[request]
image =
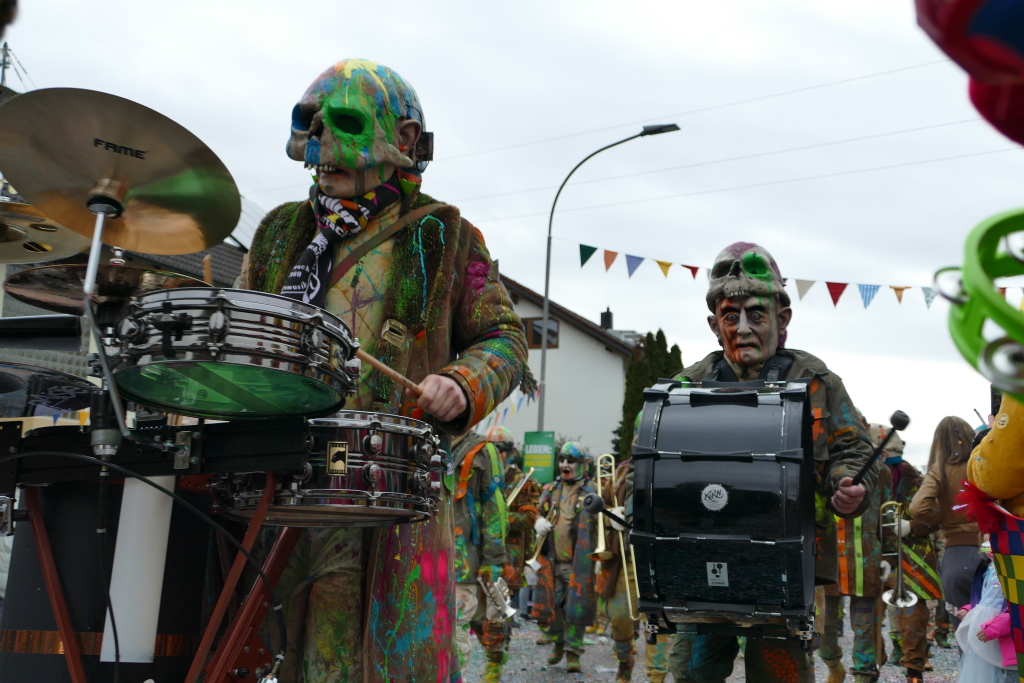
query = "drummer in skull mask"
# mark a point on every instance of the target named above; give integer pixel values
(564, 601)
(750, 315)
(417, 286)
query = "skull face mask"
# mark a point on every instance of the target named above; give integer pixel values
(348, 118)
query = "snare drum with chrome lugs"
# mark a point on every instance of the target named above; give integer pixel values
(366, 469)
(232, 353)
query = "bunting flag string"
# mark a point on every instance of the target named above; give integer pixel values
(836, 290)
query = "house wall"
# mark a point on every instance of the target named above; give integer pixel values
(586, 384)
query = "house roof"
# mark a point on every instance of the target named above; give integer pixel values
(609, 340)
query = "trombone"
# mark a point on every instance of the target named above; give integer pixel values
(606, 468)
(899, 596)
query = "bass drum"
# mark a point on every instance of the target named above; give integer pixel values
(723, 507)
(366, 469)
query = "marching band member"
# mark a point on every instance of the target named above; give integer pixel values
(416, 284)
(861, 574)
(564, 601)
(750, 315)
(481, 523)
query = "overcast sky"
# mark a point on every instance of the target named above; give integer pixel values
(497, 79)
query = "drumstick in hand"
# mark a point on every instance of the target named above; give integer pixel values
(396, 376)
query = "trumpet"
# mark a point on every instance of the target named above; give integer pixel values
(606, 467)
(518, 486)
(899, 596)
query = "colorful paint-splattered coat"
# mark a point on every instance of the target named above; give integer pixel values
(522, 514)
(458, 319)
(860, 546)
(480, 517)
(921, 561)
(581, 602)
(841, 445)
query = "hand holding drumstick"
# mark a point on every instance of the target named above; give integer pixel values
(440, 396)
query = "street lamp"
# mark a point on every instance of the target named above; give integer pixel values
(656, 129)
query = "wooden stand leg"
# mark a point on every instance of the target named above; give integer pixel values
(73, 653)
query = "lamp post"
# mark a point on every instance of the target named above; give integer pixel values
(647, 130)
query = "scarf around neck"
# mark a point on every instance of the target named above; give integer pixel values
(337, 219)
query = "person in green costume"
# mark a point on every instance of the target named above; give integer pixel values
(370, 605)
(750, 314)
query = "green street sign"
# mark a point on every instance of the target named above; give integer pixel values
(539, 453)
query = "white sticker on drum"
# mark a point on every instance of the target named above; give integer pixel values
(718, 574)
(714, 497)
(337, 458)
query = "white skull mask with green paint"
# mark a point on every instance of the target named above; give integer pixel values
(348, 117)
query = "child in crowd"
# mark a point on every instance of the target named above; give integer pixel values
(984, 637)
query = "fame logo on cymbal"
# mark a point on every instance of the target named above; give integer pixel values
(120, 148)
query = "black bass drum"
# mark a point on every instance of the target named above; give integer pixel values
(723, 508)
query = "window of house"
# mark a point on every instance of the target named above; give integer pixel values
(535, 328)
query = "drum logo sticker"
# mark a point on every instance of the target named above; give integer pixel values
(718, 574)
(337, 458)
(714, 497)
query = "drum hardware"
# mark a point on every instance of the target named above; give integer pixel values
(899, 596)
(594, 505)
(899, 421)
(519, 486)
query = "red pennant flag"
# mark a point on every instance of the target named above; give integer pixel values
(609, 258)
(836, 291)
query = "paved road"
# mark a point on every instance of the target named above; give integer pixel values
(527, 663)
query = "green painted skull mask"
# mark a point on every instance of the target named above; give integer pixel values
(348, 117)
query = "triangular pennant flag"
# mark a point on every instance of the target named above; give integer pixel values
(609, 258)
(803, 286)
(836, 291)
(929, 295)
(633, 262)
(867, 293)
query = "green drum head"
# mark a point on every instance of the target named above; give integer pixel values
(226, 390)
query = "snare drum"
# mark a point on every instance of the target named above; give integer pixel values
(724, 507)
(232, 353)
(366, 469)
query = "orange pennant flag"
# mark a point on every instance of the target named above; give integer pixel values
(609, 258)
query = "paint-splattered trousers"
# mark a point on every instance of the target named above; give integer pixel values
(864, 623)
(656, 658)
(470, 612)
(624, 629)
(570, 635)
(710, 658)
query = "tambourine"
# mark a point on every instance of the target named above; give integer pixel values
(994, 249)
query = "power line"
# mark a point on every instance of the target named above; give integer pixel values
(757, 184)
(699, 110)
(634, 123)
(727, 159)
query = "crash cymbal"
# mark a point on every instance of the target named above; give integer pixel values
(29, 237)
(60, 146)
(58, 288)
(29, 391)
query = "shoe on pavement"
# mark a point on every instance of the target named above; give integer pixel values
(837, 673)
(493, 673)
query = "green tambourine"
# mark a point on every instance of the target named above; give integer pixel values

*****

> _Your task_: Write the material out again exactly as it appears, dropping the pictures.

> _Finished exercise_:
[request]
image =
query = "drummer in skull mask"
# mark a point on every instance of the target named above; give integer pixel values
(564, 601)
(750, 315)
(417, 286)
query = "skull face mask"
# mark a point on every instance of the target named above; give integer pixel values
(348, 118)
query = "snare drum with chrome lugs"
# mark a point on every instance of the target named above; give integer pixel values
(366, 469)
(232, 353)
query = "bunting flag string"
# mark a point on every instance of the target named above; give integer pixel values
(836, 290)
query = "house wall"
# mark a point on every instance of the target named above; give integer pixel values
(586, 384)
query = "house roof"
# mark a point on every instance of the target named above; give integer pixel values
(609, 340)
query = "trombone"
# mark a point on every instance of the target named above; give integer pixel values
(606, 468)
(899, 596)
query = "bass drum"
# mark a point on every instance of the target named above; give integer pixel values
(723, 507)
(366, 469)
query = "marching band member"
# mark a point on every instance of the target named above; give integer pixel values
(416, 284)
(861, 574)
(564, 601)
(750, 315)
(481, 523)
query = "overcast sky"
# mark a point on every instance of the target named above; give integer pixel values
(497, 79)
query = "drumstick in hand"
# mark a point on every instance of the target named above; give integer pixel values
(396, 376)
query = "trumpet"
# mark a point on every instance of the target named above; give integer pixel values
(606, 467)
(518, 486)
(899, 596)
query = "colorful paint-splattered coat"
# mark a point on every instance of the target named above; give integer pixel values
(522, 514)
(458, 319)
(860, 546)
(480, 517)
(921, 561)
(581, 602)
(841, 445)
query = "hand holding drumstick"
# mark a point on every instance of the target named above; give integer pixel values
(440, 396)
query = "street lamp"
# mark a point on every instance of the target named above; give integer pixel values
(656, 129)
query = "wooden stand leg"
# mark a point on every instance of the target named above; give integer pixel values
(73, 653)
query = "lamp post"
# mark a point on every instance of the target named above; give integer pixel values
(647, 130)
query = "scarf around neck"
# mark a point on every instance of the target named above; give integer pixel values
(337, 219)
query = "person in green costume"
# mark a point on every instance of the target named above; give integer pixel values
(370, 605)
(750, 314)
query = "green street sign"
# mark a point on every instance of the target named above; give integer pixel values
(539, 453)
query = "white sticker on drum"
# mark a point on every instance of the target named above; give integer pixel values
(718, 574)
(714, 497)
(337, 458)
query = "white skull mask with green paint"
# mark a point on every instance of the target named above; give integer pixel values
(348, 117)
query = "child in crowd"
# mark a point on every instance of the target named above; give integer pixel values
(984, 637)
query = "fame logo on cymbal"
# mark a point on every instance of the target named above; give integer pixel values
(120, 148)
query = "black bass drum"
# mark a point on every instance of the target named above; give integer pixel values
(723, 508)
query = "window of house"
# mark a point on every instance of the target named above; give integer pixel values
(535, 328)
query = "drum logo sticker"
# mark a point on every instance of the target named above; give integer pixel values
(718, 574)
(337, 458)
(714, 497)
query = "drum hardware"
# mark a point on every instance of the target named above; give integer pixel values
(899, 596)
(594, 505)
(899, 421)
(519, 486)
query = "red pennant flag"
# mark a point on every instance of the target named above; give integer pixel values
(609, 258)
(836, 291)
query = "paved road"
# mark a point on every instance of the target named above; give integer pixel values
(527, 663)
query = "green painted skull mask"
# mark a point on every instance of the target named above; give integer pixel values
(348, 117)
query = "triangular pennant flag"
# mark a point on every instance of the target named above; give integer pixel values
(609, 258)
(803, 286)
(836, 291)
(929, 295)
(633, 262)
(867, 293)
query = "green drum head"
# mark a point on every instance of the target named above; give integer pixel values
(226, 390)
query = "snare drum"
# mark a point on every instance of the target named above; give integer pixel values
(724, 507)
(232, 353)
(366, 469)
query = "orange pennant flag"
# mark a point on every instance of the target named above; give integer pixel values
(609, 258)
query = "paint-splattered trousers"
# mark a point on every instance of the target named above; give integer pixel values
(864, 623)
(656, 658)
(470, 612)
(624, 629)
(570, 635)
(710, 658)
query = "tambourine"
# mark a point on every instance of the target named above; give integer pixel values
(994, 249)
query = "power line"
# mark a point on every instance of the target named above; give integer pixel values
(757, 184)
(699, 110)
(634, 123)
(727, 159)
query = "crash cymbal"
# mark a point on every instance of the target named above; give integer pixel values
(29, 237)
(60, 146)
(58, 288)
(29, 391)
query = "shoe on pavement"
# mark a point on every instance of the target named above; give integer pixel values
(837, 673)
(493, 673)
query = "green tambourine"
# mark a point on every instance of the target named above; give integer pixel values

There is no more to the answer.